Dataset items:

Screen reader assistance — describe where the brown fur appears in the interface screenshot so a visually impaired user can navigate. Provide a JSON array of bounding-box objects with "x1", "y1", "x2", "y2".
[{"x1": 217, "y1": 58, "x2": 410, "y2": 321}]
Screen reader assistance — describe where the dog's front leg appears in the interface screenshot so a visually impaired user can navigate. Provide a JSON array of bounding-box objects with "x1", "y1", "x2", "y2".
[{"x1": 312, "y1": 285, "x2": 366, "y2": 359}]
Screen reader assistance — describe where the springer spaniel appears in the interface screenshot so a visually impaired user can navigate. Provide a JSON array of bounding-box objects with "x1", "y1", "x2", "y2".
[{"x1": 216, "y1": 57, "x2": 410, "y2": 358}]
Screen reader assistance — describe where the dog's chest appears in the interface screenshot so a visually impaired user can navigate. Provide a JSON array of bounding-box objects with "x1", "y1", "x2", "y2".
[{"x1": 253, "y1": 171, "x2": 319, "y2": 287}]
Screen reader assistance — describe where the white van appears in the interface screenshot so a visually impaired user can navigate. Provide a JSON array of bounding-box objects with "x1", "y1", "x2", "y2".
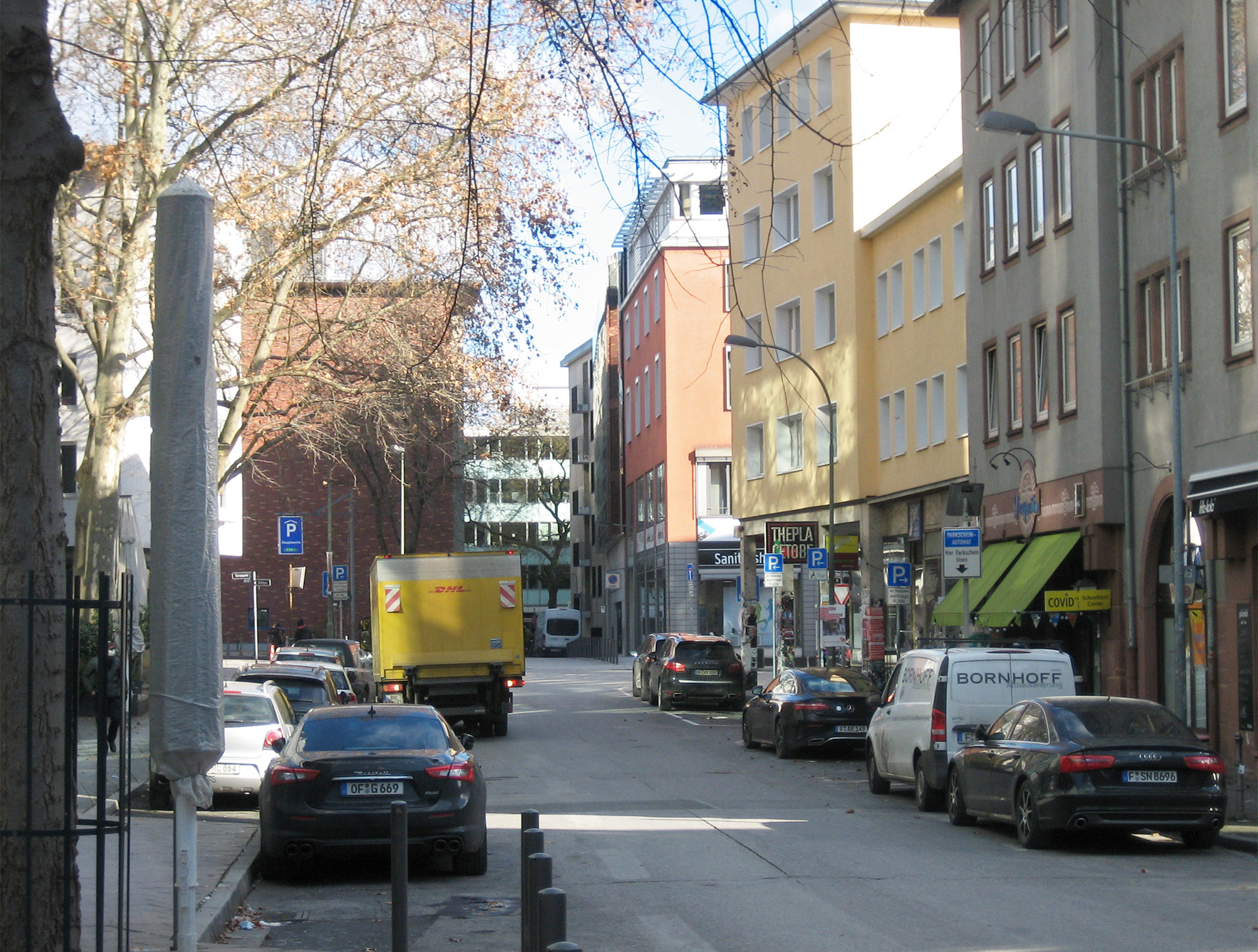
[
  {"x1": 866, "y1": 648, "x2": 1076, "y2": 811},
  {"x1": 533, "y1": 609, "x2": 581, "y2": 654}
]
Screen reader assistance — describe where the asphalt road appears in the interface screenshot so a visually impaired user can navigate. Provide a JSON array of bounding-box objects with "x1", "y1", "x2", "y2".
[{"x1": 248, "y1": 659, "x2": 1258, "y2": 952}]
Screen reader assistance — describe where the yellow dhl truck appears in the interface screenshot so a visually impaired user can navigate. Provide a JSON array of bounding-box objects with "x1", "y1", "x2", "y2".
[{"x1": 371, "y1": 552, "x2": 525, "y2": 737}]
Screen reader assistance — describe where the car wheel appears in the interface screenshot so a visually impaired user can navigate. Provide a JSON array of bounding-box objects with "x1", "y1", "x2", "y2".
[
  {"x1": 774, "y1": 719, "x2": 795, "y2": 761},
  {"x1": 1014, "y1": 781, "x2": 1049, "y2": 850},
  {"x1": 742, "y1": 714, "x2": 760, "y2": 751},
  {"x1": 947, "y1": 767, "x2": 977, "y2": 826},
  {"x1": 866, "y1": 746, "x2": 891, "y2": 796},
  {"x1": 913, "y1": 757, "x2": 944, "y2": 814},
  {"x1": 1180, "y1": 830, "x2": 1219, "y2": 850}
]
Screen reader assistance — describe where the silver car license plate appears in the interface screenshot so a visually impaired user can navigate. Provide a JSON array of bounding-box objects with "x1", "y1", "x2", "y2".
[
  {"x1": 341, "y1": 780, "x2": 401, "y2": 796},
  {"x1": 1122, "y1": 770, "x2": 1179, "y2": 783}
]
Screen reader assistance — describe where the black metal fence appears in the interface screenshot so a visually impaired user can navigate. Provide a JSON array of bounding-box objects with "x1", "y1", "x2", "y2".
[{"x1": 0, "y1": 572, "x2": 135, "y2": 952}]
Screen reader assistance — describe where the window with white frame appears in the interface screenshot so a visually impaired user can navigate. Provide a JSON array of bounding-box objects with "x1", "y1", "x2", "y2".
[
  {"x1": 952, "y1": 363, "x2": 970, "y2": 439},
  {"x1": 772, "y1": 298, "x2": 804, "y2": 361},
  {"x1": 878, "y1": 394, "x2": 891, "y2": 459},
  {"x1": 816, "y1": 50, "x2": 834, "y2": 112},
  {"x1": 1227, "y1": 221, "x2": 1254, "y2": 357},
  {"x1": 813, "y1": 284, "x2": 835, "y2": 348},
  {"x1": 746, "y1": 423, "x2": 765, "y2": 479},
  {"x1": 926, "y1": 235, "x2": 944, "y2": 311},
  {"x1": 774, "y1": 185, "x2": 799, "y2": 249},
  {"x1": 742, "y1": 208, "x2": 761, "y2": 265},
  {"x1": 777, "y1": 414, "x2": 804, "y2": 473},
  {"x1": 874, "y1": 272, "x2": 891, "y2": 337},
  {"x1": 889, "y1": 262, "x2": 905, "y2": 331},
  {"x1": 813, "y1": 165, "x2": 834, "y2": 231},
  {"x1": 913, "y1": 380, "x2": 931, "y2": 450},
  {"x1": 952, "y1": 221, "x2": 965, "y2": 298},
  {"x1": 742, "y1": 314, "x2": 765, "y2": 374},
  {"x1": 816, "y1": 404, "x2": 839, "y2": 467},
  {"x1": 913, "y1": 248, "x2": 926, "y2": 321}
]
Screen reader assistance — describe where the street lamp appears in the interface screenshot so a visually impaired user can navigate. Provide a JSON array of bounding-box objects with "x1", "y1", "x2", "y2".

Exercise instructions: Select every line of the listing above that contains the word "white".

Correct output:
Screen reader assistance — describe where the white van appears in the interface screenshot so a visually impaired user can navigate. Provide a JSON array of bounding-box objects with "x1", "y1", "x2", "y2".
Screen reader assistance — describe where the window with white frame appears in the interface screenshot so a visually impaired user can navigate. Provide a JSON array of bounding-box objects with "x1", "y1", "x2", "y2".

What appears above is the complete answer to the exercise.